- **About this exercise**
Apart from the pictures, write out all the records exactly.

=== Section Start ===

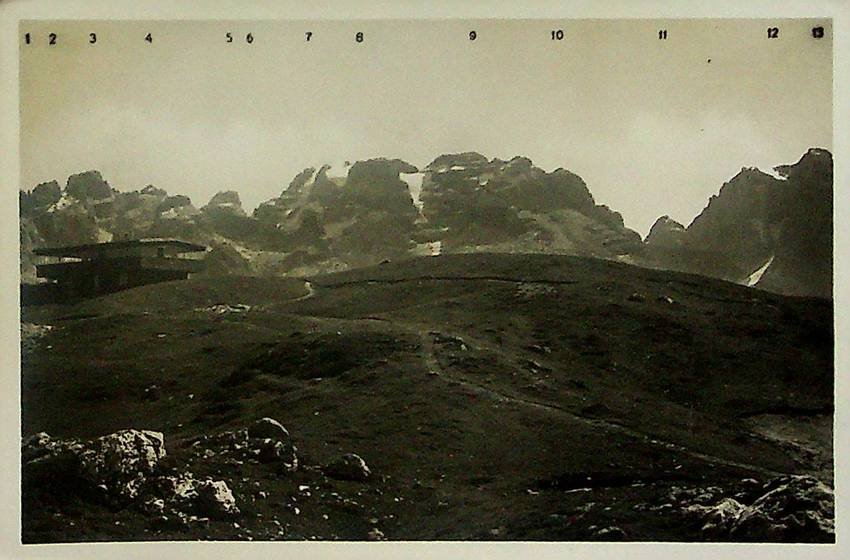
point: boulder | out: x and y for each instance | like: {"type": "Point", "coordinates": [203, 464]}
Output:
{"type": "Point", "coordinates": [268, 428]}
{"type": "Point", "coordinates": [795, 509]}
{"type": "Point", "coordinates": [214, 499]}
{"type": "Point", "coordinates": [719, 518]}
{"type": "Point", "coordinates": [791, 508]}
{"type": "Point", "coordinates": [348, 467]}
{"type": "Point", "coordinates": [611, 534]}
{"type": "Point", "coordinates": [120, 462]}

=== Section End ===

- **Expected answer**
point: boulder | out: x and y for each instance | like: {"type": "Point", "coordinates": [203, 464]}
Output:
{"type": "Point", "coordinates": [268, 428]}
{"type": "Point", "coordinates": [795, 509]}
{"type": "Point", "coordinates": [214, 499]}
{"type": "Point", "coordinates": [719, 518]}
{"type": "Point", "coordinates": [791, 508]}
{"type": "Point", "coordinates": [348, 467]}
{"type": "Point", "coordinates": [611, 534]}
{"type": "Point", "coordinates": [120, 462]}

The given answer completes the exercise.